Region annotation items
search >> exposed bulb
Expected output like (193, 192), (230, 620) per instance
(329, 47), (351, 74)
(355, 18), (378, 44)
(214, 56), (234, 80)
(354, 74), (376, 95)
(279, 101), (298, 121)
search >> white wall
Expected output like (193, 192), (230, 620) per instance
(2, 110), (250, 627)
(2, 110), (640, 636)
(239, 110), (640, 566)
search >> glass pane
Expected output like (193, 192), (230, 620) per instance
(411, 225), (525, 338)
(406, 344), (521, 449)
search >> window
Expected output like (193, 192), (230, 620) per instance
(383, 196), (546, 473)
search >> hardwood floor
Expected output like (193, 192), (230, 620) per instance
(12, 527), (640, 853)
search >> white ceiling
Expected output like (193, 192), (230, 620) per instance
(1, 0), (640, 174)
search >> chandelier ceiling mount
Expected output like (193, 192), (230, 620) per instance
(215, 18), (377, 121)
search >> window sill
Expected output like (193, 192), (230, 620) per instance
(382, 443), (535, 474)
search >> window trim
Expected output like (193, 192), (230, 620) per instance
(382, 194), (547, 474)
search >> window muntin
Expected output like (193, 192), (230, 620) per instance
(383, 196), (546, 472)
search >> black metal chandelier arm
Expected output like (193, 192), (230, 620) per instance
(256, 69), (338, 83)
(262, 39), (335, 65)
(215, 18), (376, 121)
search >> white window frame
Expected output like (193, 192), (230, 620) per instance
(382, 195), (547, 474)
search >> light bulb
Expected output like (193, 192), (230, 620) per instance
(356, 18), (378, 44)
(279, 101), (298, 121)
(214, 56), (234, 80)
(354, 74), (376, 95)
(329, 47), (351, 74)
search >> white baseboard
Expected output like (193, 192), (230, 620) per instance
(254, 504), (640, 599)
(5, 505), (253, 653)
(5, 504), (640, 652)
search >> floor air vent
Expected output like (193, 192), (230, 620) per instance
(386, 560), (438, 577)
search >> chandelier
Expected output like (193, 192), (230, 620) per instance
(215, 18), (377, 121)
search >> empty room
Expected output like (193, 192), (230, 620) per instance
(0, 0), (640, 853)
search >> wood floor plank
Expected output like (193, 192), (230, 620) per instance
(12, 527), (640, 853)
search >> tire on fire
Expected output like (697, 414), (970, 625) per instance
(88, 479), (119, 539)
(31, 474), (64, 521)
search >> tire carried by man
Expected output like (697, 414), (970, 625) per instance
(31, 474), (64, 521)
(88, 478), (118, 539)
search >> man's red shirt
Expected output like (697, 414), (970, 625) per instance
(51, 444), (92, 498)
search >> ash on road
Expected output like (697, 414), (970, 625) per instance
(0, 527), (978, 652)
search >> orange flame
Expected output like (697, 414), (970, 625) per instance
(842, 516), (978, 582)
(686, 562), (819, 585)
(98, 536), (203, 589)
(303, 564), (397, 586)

PROBLEM TO WORK ON: Reproduce every item above verbatim, in the same order and without any changes.

COMPLETE ANSWER:
search >> exposed bulb
Expected output like (193, 192), (230, 620) per instance
(329, 47), (351, 74)
(355, 18), (378, 44)
(214, 56), (234, 80)
(354, 74), (376, 95)
(279, 101), (298, 121)
search >> white wall
Expected output like (193, 192), (230, 620) per instance
(2, 110), (250, 627)
(2, 110), (640, 636)
(239, 110), (640, 566)
search >> glass pane
Expected output like (193, 192), (230, 620) per instance
(411, 225), (525, 338)
(406, 344), (521, 449)
search >> window
Expected output like (193, 192), (230, 620) per instance
(383, 196), (546, 473)
search >> hardwood floor
Expected output like (193, 192), (230, 620) per instance
(12, 527), (640, 853)
search >> white ceiling
Expected output like (193, 192), (230, 620) per instance
(1, 0), (640, 174)
search >> chandelier ceiling mount
Expected output like (193, 192), (230, 620) per instance
(215, 18), (377, 121)
search >> window sill
Expected output like (193, 192), (230, 620) per instance
(382, 443), (535, 474)
search >> window trim
Expected output like (193, 192), (230, 620) per instance
(382, 194), (547, 474)
search >> window muntin
Expected output like (193, 192), (230, 620) per instance
(383, 196), (546, 472)
search >> black metal chandelier arm
Expected output like (193, 192), (230, 620) per instance
(256, 69), (338, 83)
(262, 39), (335, 65)
(215, 18), (376, 121)
search >> white window frame
Expected output like (193, 192), (230, 620) per instance
(382, 195), (547, 474)
search >> light bulb
Expected output like (193, 192), (230, 620) per instance
(356, 18), (378, 44)
(279, 101), (298, 121)
(214, 56), (234, 80)
(354, 74), (376, 95)
(329, 47), (351, 74)
search >> white baseboard
Expected output like (193, 192), (230, 620) per instance
(254, 504), (640, 599)
(5, 505), (253, 653)
(5, 504), (640, 652)
search >> floor air vent
Expected output like (193, 192), (230, 620) per instance
(386, 560), (438, 577)
search >> chandelier
Expected output like (193, 192), (230, 620) per instance
(215, 18), (377, 121)
search >> empty room
Expected output like (193, 192), (230, 620) per instance
(0, 0), (640, 853)
search >> wood floor plank
Expected output like (193, 192), (230, 620) per instance
(12, 527), (640, 853)
search >> tire on fire
Expected output like (697, 414), (970, 625) per instance
(88, 479), (119, 539)
(31, 474), (64, 521)
search >> tire carried by man
Expected output like (697, 414), (970, 625) per instance
(31, 474), (64, 521)
(88, 478), (118, 539)
search >> man's red shirt
Expected output like (697, 414), (970, 625) per instance
(51, 444), (92, 498)
search >> ash on road
Expected output like (697, 414), (970, 625) per instance
(0, 527), (978, 652)
search >> orange flame
Expected output like (697, 414), (970, 625) per instance
(842, 516), (978, 582)
(686, 562), (819, 585)
(98, 536), (203, 589)
(303, 564), (397, 586)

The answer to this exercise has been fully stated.